··· Records to use

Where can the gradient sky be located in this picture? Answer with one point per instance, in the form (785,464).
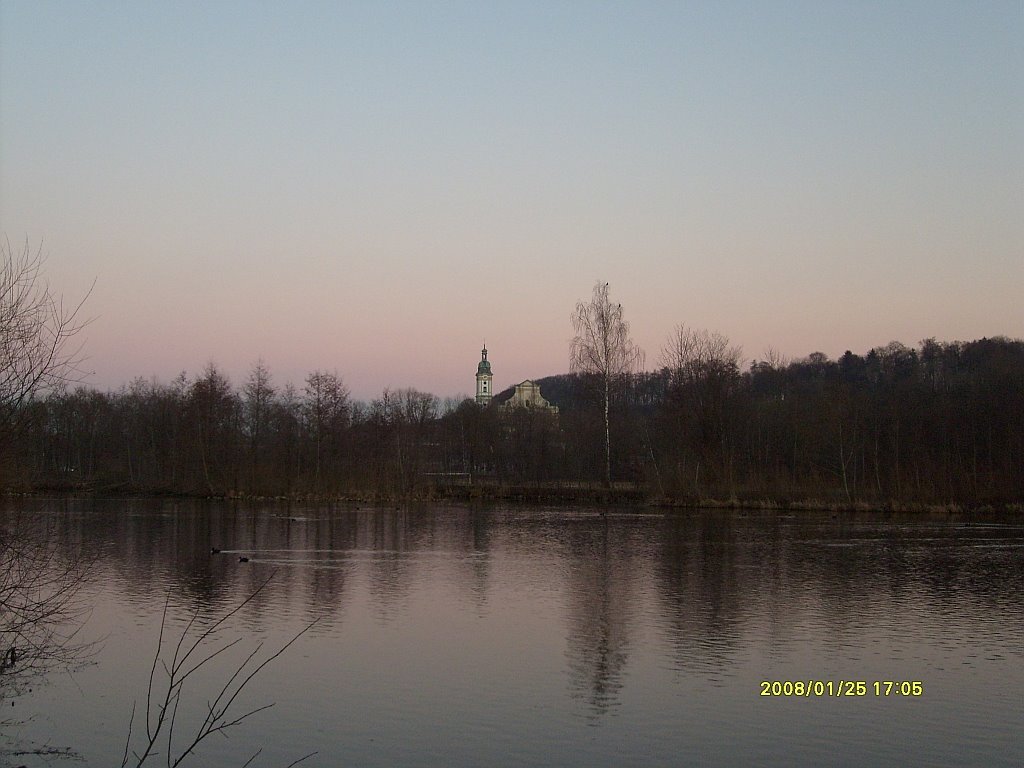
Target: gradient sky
(378,187)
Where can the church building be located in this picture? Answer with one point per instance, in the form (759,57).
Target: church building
(526,394)
(483,377)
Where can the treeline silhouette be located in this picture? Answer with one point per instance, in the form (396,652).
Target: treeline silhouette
(937,424)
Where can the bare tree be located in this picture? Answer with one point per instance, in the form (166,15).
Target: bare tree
(602,347)
(38,333)
(326,409)
(196,647)
(694,354)
(257,398)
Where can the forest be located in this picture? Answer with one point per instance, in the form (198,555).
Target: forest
(938,424)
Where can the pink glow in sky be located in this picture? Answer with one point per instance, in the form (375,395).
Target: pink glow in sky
(378,189)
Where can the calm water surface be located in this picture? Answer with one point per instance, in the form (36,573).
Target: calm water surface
(507,636)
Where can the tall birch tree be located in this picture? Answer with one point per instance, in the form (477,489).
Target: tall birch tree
(602,347)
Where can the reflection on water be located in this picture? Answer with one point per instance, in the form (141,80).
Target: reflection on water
(530,636)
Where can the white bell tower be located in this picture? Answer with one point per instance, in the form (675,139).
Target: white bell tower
(483,376)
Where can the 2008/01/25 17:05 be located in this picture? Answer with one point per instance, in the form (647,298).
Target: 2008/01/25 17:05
(808,688)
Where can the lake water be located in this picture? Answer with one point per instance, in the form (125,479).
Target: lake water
(525,636)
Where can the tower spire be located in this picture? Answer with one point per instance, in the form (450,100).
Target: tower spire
(483,378)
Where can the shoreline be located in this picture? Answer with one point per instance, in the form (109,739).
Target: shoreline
(540,494)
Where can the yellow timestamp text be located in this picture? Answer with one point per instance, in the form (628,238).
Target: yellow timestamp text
(820,688)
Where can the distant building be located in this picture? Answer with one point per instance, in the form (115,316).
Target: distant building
(528,394)
(484,391)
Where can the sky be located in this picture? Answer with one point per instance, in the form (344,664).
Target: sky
(377,188)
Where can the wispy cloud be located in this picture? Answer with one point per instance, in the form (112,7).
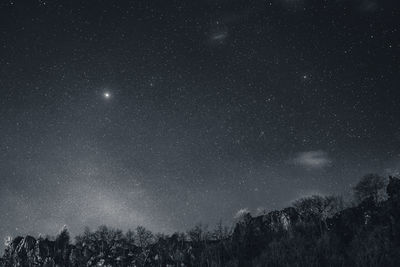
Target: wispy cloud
(312,159)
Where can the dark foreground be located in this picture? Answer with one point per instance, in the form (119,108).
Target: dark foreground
(316,231)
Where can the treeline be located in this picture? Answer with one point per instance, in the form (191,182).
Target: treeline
(315,231)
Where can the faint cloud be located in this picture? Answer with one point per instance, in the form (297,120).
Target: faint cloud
(312,159)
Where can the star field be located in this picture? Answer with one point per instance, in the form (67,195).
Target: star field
(169,113)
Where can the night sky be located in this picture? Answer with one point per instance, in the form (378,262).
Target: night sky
(169,113)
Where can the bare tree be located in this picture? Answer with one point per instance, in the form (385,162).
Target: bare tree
(370,186)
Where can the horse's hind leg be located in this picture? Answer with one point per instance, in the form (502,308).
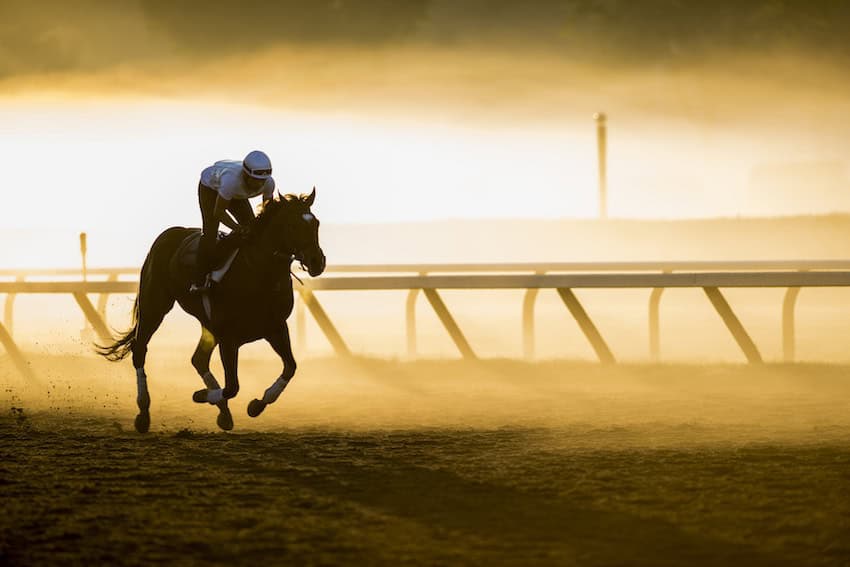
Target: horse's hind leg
(281,344)
(201,362)
(152,311)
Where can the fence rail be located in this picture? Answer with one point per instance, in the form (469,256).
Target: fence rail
(429,278)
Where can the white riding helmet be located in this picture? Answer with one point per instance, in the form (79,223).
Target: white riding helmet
(258,165)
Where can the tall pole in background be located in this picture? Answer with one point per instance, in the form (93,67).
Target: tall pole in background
(83,250)
(601,145)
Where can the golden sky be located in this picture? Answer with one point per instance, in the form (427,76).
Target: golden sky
(423,110)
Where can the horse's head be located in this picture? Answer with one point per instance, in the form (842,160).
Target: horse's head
(293,231)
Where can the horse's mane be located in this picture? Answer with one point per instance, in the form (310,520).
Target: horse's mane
(269,209)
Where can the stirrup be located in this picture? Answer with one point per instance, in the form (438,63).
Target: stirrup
(206,286)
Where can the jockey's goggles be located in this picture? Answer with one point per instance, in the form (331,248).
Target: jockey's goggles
(257,172)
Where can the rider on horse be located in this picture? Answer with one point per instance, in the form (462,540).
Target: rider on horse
(225,187)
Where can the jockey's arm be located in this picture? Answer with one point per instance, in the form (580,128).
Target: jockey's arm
(222,215)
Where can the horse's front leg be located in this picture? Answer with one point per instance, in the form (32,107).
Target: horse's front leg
(279,340)
(201,362)
(229,352)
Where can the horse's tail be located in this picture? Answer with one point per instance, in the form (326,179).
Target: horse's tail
(123,345)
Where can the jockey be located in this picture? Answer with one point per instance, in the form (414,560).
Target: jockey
(225,187)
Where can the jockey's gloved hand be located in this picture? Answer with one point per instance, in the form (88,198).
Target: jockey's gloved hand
(245,231)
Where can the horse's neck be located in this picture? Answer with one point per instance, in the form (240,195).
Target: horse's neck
(263,257)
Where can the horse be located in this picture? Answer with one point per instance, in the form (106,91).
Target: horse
(251,302)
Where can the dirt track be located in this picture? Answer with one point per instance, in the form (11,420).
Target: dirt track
(745,467)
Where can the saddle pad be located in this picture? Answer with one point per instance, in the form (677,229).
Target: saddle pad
(186,257)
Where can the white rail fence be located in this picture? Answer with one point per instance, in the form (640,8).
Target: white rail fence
(429,278)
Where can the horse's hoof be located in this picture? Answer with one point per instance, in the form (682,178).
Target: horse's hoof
(225,418)
(256,407)
(143,422)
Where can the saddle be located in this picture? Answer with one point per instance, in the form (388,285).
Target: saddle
(185,260)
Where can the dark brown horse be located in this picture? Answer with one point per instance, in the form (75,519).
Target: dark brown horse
(252,302)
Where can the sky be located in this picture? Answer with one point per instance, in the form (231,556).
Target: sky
(424,110)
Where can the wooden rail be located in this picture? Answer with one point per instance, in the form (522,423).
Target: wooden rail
(429,278)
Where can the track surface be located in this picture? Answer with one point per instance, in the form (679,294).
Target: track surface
(79,486)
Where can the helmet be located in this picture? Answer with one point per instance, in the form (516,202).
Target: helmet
(258,165)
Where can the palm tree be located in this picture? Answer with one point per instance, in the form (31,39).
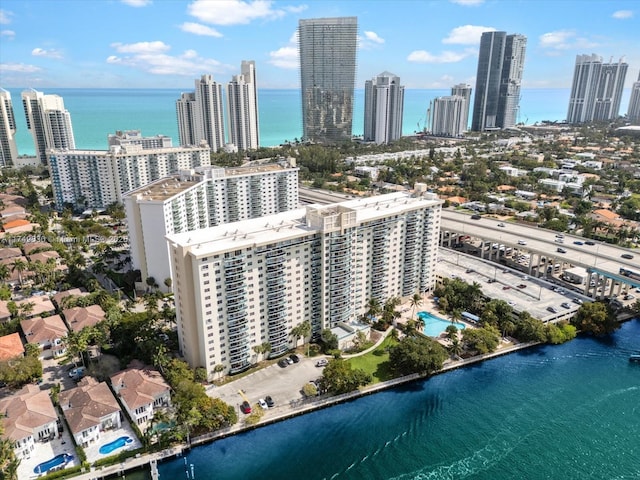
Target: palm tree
(415,302)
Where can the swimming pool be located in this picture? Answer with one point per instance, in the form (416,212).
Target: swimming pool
(434,326)
(61,459)
(117,443)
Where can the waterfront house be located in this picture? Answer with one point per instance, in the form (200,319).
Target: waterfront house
(142,391)
(28,417)
(11,347)
(79,317)
(90,409)
(47,333)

······

What needs to be done: Copy only what runs above from the line containing "Where can the horse be" through the line containing "Where can the waterfront", exactly. Leave out the pictures.

Result:
Where can the horse be located in this picture? Answer with one point per instance, in the form (106,91).
Target: horse
(251,302)
Where can the dirt track be located in this picture? Answer with one point per instance, in the form (11,420).
Target: dirt track
(745,467)
Where can the saddle pad be located in this picture? Answer with one point per instance, in the form (677,229).
Target: saddle pad
(186,257)
Where can the white rail fence be located in this picture? Answer with one point per instance, in the form (640,8).
Target: white rail fence
(429,278)
Where can the horse's hoof be located in this picture? Answer with one point per instance, in the form (682,178).
Target: horse's hoof
(225,418)
(256,407)
(143,422)
Where can the saddle be located in this picture? Answer with one point per instance, in the form (388,285).
Target: saddle
(185,260)
Where can the dark brown horse be located in this picture? Answer with one point per instance, in the form (75,519).
Target: dark brown horse
(252,302)
Where can the sky be located in this picture? Answer with one point per instance, in the form (231,556).
Target: sky
(424,110)
Where can the wooden rail be located in this picture? Answer with one point per instance, in the form (522,423).
Target: wooden rail
(429,278)
Where can the track surface be located in this picture? Answer with one point per instance, in the form (679,294).
Target: track surface
(79,486)
Where can the helmet be located in this picture? Answer with one point per instance, in the form (516,202).
Target: helmet
(258,165)
Where can the palm tree be located in this picture? Answer with one point per instance, in the form (31,39).
Target: palm tree
(415,302)
Where can the swimming pool be located in this picture? Answer with one point per instance, in the form (416,212).
Target: swimming pool
(434,326)
(61,459)
(117,443)
Where can the waterfront house be located in this picture? Answer with one point per instance, in the form (200,319).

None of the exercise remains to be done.